Material provided
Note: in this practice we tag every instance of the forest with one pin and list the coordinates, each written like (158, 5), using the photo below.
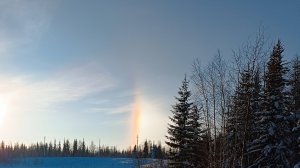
(242, 112)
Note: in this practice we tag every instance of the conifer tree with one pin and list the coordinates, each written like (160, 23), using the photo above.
(198, 154)
(178, 136)
(274, 141)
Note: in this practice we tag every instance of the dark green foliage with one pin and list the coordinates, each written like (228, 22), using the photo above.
(178, 135)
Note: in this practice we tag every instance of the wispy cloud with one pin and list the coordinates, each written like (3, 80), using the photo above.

Brief
Without the pictures, output the full listing exactly as it stands.

Finished exercise
Note: in this practice we tag every instance of the forest with one pin and list the coordinates, each written like (158, 5), using the photo below.
(242, 112)
Note: in this practice we tag every instance of the conifer tree with one pin and list the coordinates, each written like (160, 23), using the photo above.
(198, 154)
(178, 136)
(274, 141)
Note: in this practice we tag every instance of the dark green foliage with one pin and list the coordinates, each written like (228, 22), using the photo above.
(178, 135)
Note: in this practice we tag every instance of the wispy cloud with one pin and list the coordinates, each written like (3, 80), using the photo above.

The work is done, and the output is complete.